(Your goal) Reproduce all records verbatim.

==== Given records ====

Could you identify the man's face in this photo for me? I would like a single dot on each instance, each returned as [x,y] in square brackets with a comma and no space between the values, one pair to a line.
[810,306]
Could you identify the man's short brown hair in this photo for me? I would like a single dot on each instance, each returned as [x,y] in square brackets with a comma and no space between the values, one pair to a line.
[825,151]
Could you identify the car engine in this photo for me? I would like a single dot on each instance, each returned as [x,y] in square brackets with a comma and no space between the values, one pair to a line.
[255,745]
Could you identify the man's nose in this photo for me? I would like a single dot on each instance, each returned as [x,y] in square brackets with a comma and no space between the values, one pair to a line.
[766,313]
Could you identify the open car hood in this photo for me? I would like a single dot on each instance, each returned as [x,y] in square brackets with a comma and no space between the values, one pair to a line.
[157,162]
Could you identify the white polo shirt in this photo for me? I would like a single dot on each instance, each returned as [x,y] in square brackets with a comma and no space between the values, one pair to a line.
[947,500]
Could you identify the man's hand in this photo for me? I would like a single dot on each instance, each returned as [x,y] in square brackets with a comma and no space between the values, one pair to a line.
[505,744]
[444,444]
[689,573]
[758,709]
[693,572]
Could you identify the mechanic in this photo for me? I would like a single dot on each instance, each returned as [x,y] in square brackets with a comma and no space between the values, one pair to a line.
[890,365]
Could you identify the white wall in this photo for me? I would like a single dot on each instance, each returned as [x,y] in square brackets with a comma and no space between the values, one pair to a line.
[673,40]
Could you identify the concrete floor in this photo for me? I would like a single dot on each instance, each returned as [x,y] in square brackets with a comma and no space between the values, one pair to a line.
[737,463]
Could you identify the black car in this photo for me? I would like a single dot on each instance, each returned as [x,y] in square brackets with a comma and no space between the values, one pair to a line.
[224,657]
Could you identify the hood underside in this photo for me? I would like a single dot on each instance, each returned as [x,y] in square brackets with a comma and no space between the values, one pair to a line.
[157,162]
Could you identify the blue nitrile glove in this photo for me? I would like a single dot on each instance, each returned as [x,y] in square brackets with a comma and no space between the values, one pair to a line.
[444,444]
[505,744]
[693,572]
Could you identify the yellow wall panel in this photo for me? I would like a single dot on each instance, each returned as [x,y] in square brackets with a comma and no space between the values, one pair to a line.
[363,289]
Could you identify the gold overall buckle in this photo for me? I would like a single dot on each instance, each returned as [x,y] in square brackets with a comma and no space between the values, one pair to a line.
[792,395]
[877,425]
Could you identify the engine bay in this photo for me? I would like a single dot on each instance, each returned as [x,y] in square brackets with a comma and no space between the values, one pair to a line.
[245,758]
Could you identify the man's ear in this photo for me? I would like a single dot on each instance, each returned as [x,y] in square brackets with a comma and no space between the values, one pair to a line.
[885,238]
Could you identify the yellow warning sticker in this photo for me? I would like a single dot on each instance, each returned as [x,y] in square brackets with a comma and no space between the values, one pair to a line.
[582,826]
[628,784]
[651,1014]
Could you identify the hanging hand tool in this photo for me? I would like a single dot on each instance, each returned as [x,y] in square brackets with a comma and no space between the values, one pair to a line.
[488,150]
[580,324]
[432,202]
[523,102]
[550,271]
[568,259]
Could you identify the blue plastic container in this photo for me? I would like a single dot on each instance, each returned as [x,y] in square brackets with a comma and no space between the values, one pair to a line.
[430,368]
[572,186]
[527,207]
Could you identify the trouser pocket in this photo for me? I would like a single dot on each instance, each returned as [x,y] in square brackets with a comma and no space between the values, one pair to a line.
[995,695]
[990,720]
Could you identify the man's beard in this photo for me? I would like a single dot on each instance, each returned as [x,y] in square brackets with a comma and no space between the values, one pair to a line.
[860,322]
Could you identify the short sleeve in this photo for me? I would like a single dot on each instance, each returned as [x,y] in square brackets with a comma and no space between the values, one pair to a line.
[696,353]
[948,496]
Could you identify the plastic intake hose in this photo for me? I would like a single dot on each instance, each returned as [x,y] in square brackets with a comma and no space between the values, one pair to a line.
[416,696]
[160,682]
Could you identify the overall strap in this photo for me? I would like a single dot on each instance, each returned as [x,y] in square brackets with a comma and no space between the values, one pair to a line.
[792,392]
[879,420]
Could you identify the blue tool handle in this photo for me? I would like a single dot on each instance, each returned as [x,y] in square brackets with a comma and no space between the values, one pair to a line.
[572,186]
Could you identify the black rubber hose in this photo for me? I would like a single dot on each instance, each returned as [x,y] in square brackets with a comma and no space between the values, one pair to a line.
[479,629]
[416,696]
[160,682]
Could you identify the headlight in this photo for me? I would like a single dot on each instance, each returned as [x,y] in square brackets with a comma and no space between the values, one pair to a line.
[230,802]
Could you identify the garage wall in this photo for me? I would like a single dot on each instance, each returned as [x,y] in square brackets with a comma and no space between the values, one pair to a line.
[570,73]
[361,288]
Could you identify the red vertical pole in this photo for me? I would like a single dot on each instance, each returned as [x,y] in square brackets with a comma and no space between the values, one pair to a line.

====

(Completed exercise)
Could you identify the man's face in this photo for me? I would like a single dot on each instance, each returned as [x,y] in square brackets with a comma and no space between the values, one pair to a line.
[810,306]
Could you identify the man's short brown hair in this photo for me? I would like a single dot on each instance, each returned as [x,y] in square brackets with a comma and no space between the values, one pair to a line.
[825,151]
Could you identify the car engine in this photo for me? I would like a single dot on each instance, each returned as [x,y] in square brackets with a comma and no space between the values, one pair to a line.
[255,745]
Could you identify the man's nose in this photo for me? I would like a single dot on each instance, each returned as [x,y] in square brackets with a comma and no space between the values, one pair to a line.
[766,313]
Could you identify the open car hood in this photo for me? I would like a single dot on each instance, each returned as [x,y] in square brackets with a comma and no space between the values, one pair to a line.
[157,162]
Could you identify the white polo shirt in this photo for me? I would like a single dot on each instance, each returned as [x,y] in square brackets with a comma and no space between the values, one pair to a line.
[947,500]
Could you identify the man's hand in this photo for me? I would like a single dot on each instance, each returned as [x,y] in square brackets with a comma and no space between the values, one pair to a line.
[505,744]
[444,444]
[689,573]
[758,709]
[693,572]
Could you identify the mechanic in this photo for me? I would like a single dot on each instance, each returned as [x,y] in square brackets with a comma and no space between the values, one pair to a line.
[890,365]
Could you identify the white wall in this photo for me? I would like a single dot on each instance, each returned as [x,y] in square brackets with a comma and no space between the values, one pair to a line.
[673,40]
Could you identify the concrete floor in this photo for me? I would like a single dot on each instance, each returned as [x,y] in square brackets with a comma and no space between the values, one pair to a line.
[737,463]
Could you identify the black car in this photo for me? I would like a single dot on each instance, each returned as [x,y] in square brackets with a comma and no space between the values, one pair to a line.
[224,657]
Could you identify the hood underside in this photo for me? I would like a single dot on each instance, each returned as [x,y] in square brackets with a comma and no space between the values, one pair to a line.
[157,162]
Could you identify the blue nitrile glove in this photo for me? I would like a single dot on each instance, each returned as [x,y] in square brackets with a comma and no space between the values, one pair to a line.
[444,444]
[505,744]
[693,572]
Could you identify the yellow wall panel in this photo for me? I would like a single dot on each instance, each returned as [x,y] in square brackets with a comma and no space between the values, one pair to a line.
[363,289]
Could you identify the gold overall buckle in this photo for me? I would like a single dot on each instance, each returned as [x,y] in square brackets with a comma and no space between the values, one pair to a line.
[792,395]
[877,425]
Could you identify the engine bay in this photo for me? I would like a single dot on each instance, each returned as [x,y] in square brackets with a comma and no space between the values, one pair to a line.
[245,758]
Could you identify the man's ear in this photo for me? I would like a single dot on each instance, each returned as [x,y] in square brackets with a comma and no space between the values, one pair to a line.
[885,238]
Could you identify the yellow warning sticker in this photo for me? I would like a single dot on each instance, each returned as [x,y] in square brackets with a comma and no space between the values, one pair to a line.
[582,826]
[628,784]
[651,1014]
Could you identify the hanging hand tool in this photo for me? I would like a single dot on each instance, each returned as [x,y] in square brackets with a comma and no space between the values, one pair to a line.
[488,150]
[580,324]
[432,202]
[523,102]
[550,271]
[568,259]
Could you identify the blue plastic container in this photo for me? I would like a single dot on each instance, each returned as [x,y] in square brackets with a comma and no space between the values, one pair to a line.
[430,368]
[572,186]
[527,207]
Could you identify the trouser pocket in this photo for me? I would like a single dot on each instance, each returned as [x,y] in square brackets with a comma and no space between the values, one pair to a line.
[995,695]
[990,720]
Could you identify the man's beard in this photo for me? I would like a single dot on each instance, each returned as [x,y] in square brackets with a comma and no space between the values, one pair to a line.
[860,322]
Could you identify the short sleeve in this photo for me? I would like a single dot on each instance, each returned as [x,y] in square brackets with a comma and no space between the values, one pair to a line.
[696,353]
[948,496]
Could you identify the plastic intake hose in this photo for me? I would like a single dot on each instance, each returned as [x,y] in square brackets with a comma and no space between the values, one pair to a line.
[416,696]
[160,682]
Could you identify the overall strap in this photo for me? I would like a single dot on each instance, each returned as [x,y] in square brackets with a comma and no space between the values, one pair to a line.
[792,392]
[879,420]
Could you identify the blue tool handle in this photo for me? I would like a single dot on each instance, each returned as [x,y] in square brackets with a comma and no space between the values, one pair to a line.
[572,186]
Could you identify the black rubber hose in this photo for me? I would like a single dot on each instance, each returned as [x,y] in square brackets with a comma and no space between the values, one pair to a line.
[479,629]
[416,696]
[160,682]
Could you identify the headlight in this photo for me? I would like a single dot on each instance, each returned as [x,y] in square brackets with a comma and no space between the values, one pair to a line.
[230,802]
Could you identify the garage wall in this photo for me? I would like a single dot on each instance, each returned as [x,y] in square brackets with a comma and no space between the values, one pair to a line.
[570,73]
[361,288]
Could you identify the red vertical pole in this photo for me? I would like a single dot on each instance, each returned as [x,y] in square brackets with a comma and no space between the values, one pair to a line.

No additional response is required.